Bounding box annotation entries
--- BEGIN ---

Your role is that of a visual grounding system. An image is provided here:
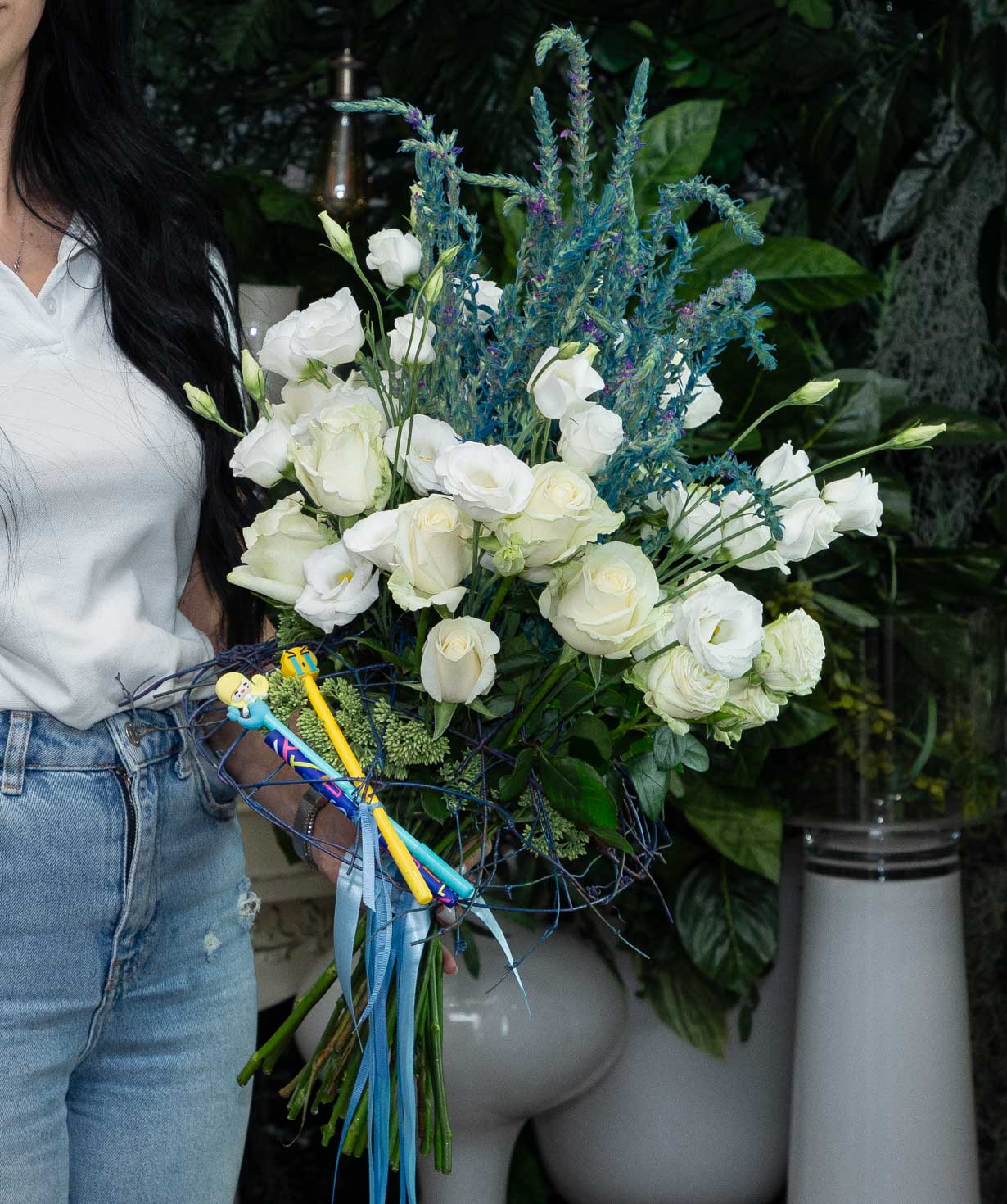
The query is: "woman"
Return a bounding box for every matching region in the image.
[0,0,449,1204]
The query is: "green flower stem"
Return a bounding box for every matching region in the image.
[500,656,580,748]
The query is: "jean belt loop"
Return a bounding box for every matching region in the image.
[0,710,31,794]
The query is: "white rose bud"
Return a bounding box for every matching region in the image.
[495,462,622,581]
[364,230,423,289]
[539,543,661,659]
[294,543,377,635]
[420,615,500,703]
[822,468,884,535]
[385,414,459,494]
[259,310,307,381]
[231,418,294,489]
[756,440,818,505]
[756,610,825,695]
[228,494,333,605]
[288,289,364,367]
[528,344,605,418]
[389,313,436,364]
[556,401,625,477]
[675,578,763,679]
[661,351,725,431]
[389,494,473,613]
[625,644,730,735]
[433,441,535,523]
[776,495,838,561]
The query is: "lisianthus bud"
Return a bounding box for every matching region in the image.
[242,346,266,405]
[318,210,356,264]
[888,423,948,451]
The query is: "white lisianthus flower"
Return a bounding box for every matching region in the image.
[364,230,423,289]
[494,462,622,582]
[528,343,605,418]
[539,543,661,659]
[661,351,725,431]
[556,401,625,477]
[675,577,763,679]
[433,443,535,523]
[756,440,818,505]
[294,402,391,518]
[389,313,436,364]
[776,495,838,561]
[756,609,825,695]
[720,489,790,573]
[420,615,500,703]
[259,310,307,381]
[231,418,292,489]
[385,414,461,494]
[389,494,473,613]
[822,468,884,535]
[625,644,730,736]
[343,510,398,573]
[658,482,723,556]
[294,542,377,635]
[290,289,364,369]
[228,494,335,605]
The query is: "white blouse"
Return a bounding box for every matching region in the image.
[0,221,212,728]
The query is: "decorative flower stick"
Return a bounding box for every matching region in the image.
[217,672,475,902]
[280,648,433,904]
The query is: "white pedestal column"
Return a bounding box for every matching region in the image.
[787,823,979,1204]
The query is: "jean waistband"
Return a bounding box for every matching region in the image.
[0,705,187,794]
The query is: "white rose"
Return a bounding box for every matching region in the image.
[294,403,391,518]
[389,313,436,364]
[420,615,500,703]
[288,289,364,367]
[528,344,605,418]
[231,418,292,489]
[720,489,790,573]
[433,443,535,523]
[776,495,838,561]
[343,510,398,573]
[385,414,459,494]
[661,351,725,431]
[756,610,825,695]
[294,543,377,635]
[822,468,884,535]
[658,482,722,556]
[539,543,661,658]
[494,462,622,581]
[389,494,472,613]
[756,440,818,505]
[675,578,763,679]
[556,401,625,476]
[259,310,307,381]
[364,230,423,289]
[228,494,333,605]
[625,644,730,735]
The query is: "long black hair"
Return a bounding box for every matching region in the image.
[11,0,262,643]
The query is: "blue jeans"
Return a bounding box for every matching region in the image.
[0,709,259,1204]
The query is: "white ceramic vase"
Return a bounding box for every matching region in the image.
[535,856,800,1204]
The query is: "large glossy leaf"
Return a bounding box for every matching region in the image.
[633,100,723,213]
[681,778,783,883]
[674,858,779,994]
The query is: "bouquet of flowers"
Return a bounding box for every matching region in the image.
[177,29,941,1199]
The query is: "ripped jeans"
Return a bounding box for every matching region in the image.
[0,709,259,1204]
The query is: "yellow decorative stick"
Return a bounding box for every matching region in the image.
[280,648,433,905]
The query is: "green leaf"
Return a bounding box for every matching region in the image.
[682,778,783,883]
[536,753,618,830]
[625,751,668,820]
[571,715,612,761]
[633,100,723,215]
[674,858,779,994]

--- END ---

- WRITTEN PROBLEM: Gather every line of the material above that contains the string "green", treating uppercase and lowercase letters as distinct.

- EXERCISE RESULT:
The query is: "green flower stem"
The query is: "green leaf"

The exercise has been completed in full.